>> BEGIN Records provided
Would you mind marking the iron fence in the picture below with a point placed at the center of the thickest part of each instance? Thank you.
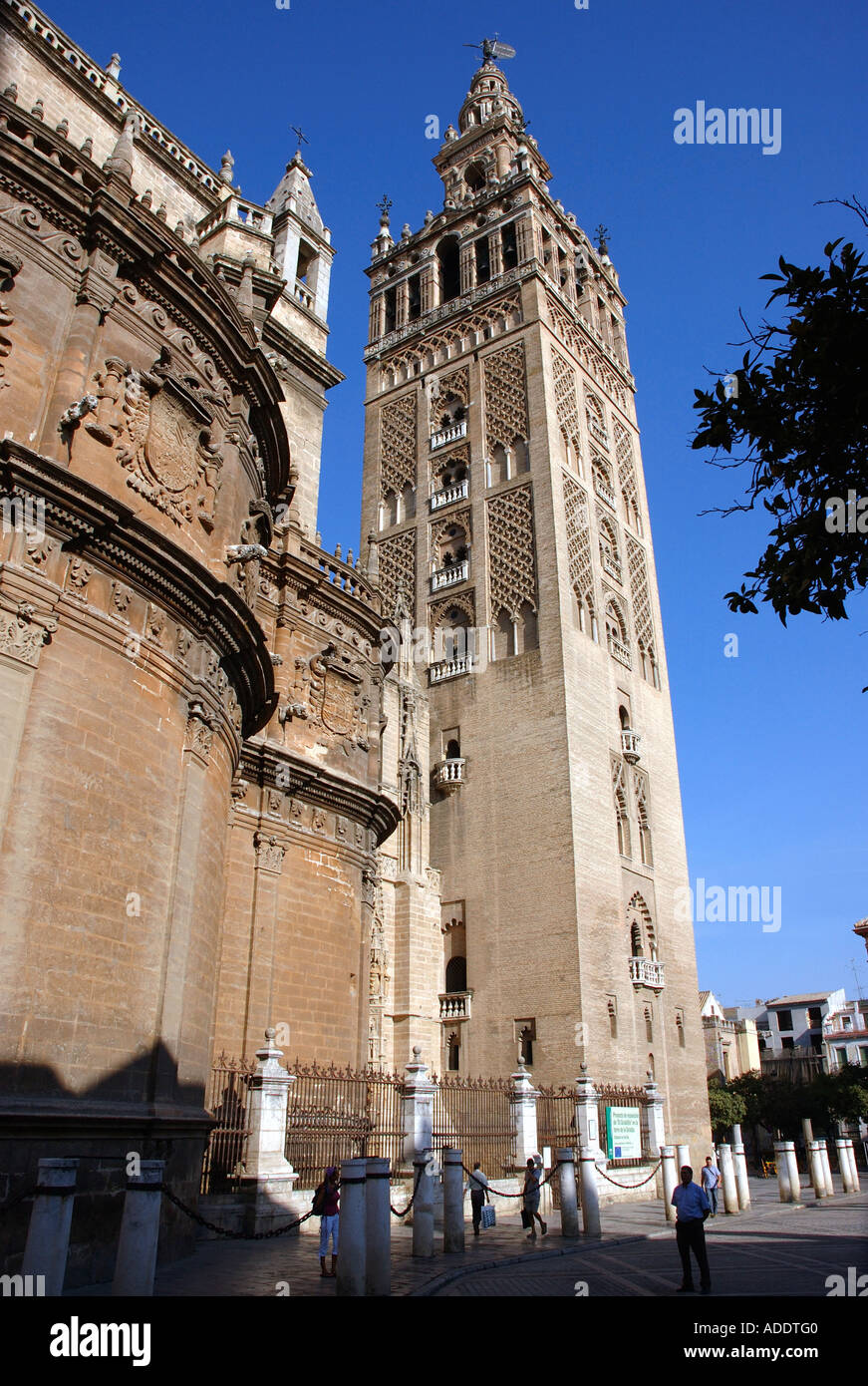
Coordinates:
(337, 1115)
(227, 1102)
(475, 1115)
>> END Records provided
>> BEGIN Records provided
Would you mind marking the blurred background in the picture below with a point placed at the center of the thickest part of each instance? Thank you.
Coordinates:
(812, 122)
>> END Records provided
Gather every line from the items above that contains the string "below", with case counting, and copy each one out.

Would you mind marking the iron fence in the picture below with a point placed at the center of the thickest part of each instance? Thank you.
Would you mind marking the blurred background in the picture below with a point placed at the center of the thickest part of each instance? Thank you.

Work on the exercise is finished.